**Work instructions:** Give the data below again exactly as written, but without the pictures.

**Working data:**
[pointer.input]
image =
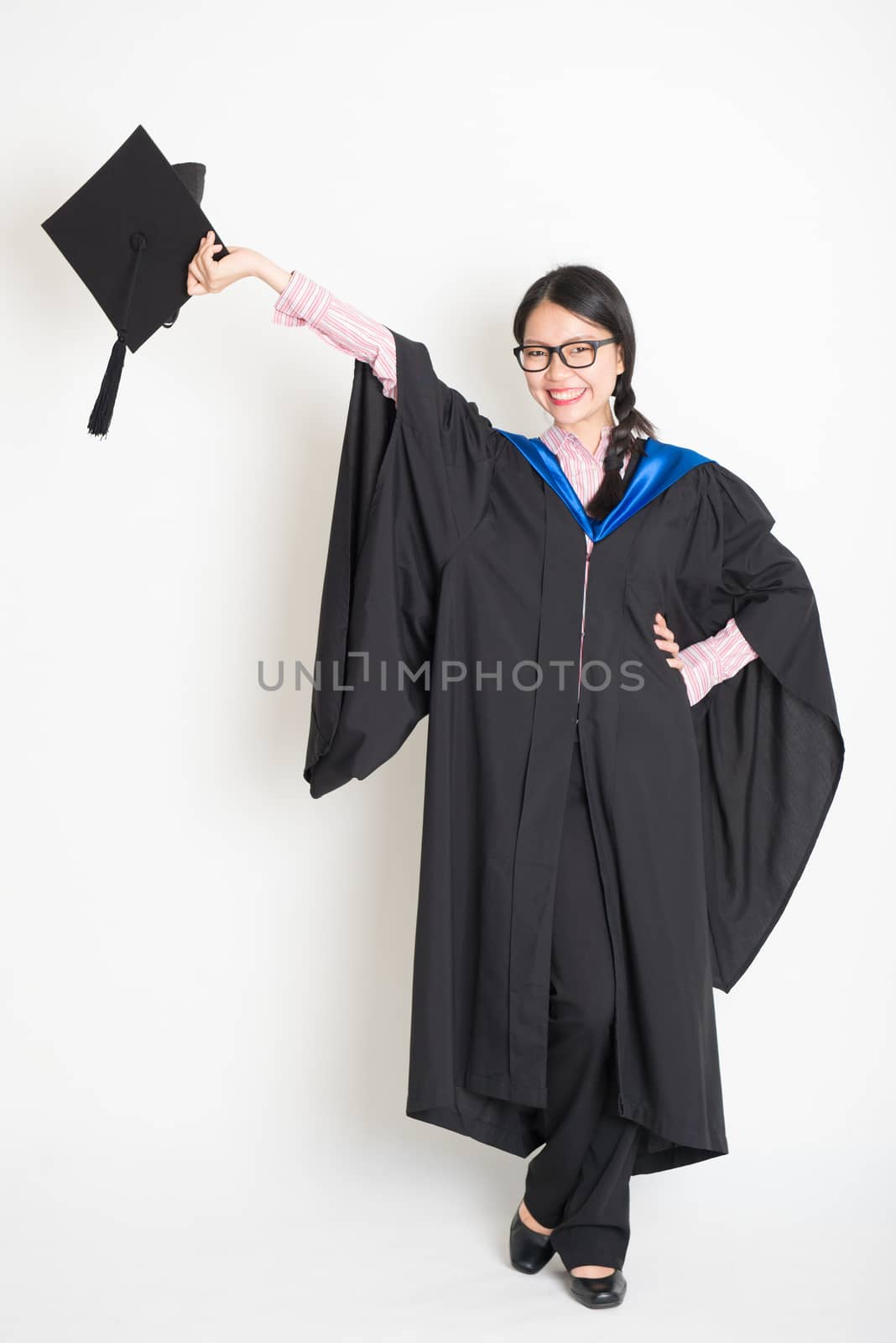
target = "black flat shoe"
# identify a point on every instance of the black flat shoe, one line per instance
(529, 1251)
(598, 1291)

**Result below:**
[pointer.input]
image =
target = "black flat shoe"
# identify a point on every instance of the black flat shoe, one line per instance
(529, 1251)
(598, 1291)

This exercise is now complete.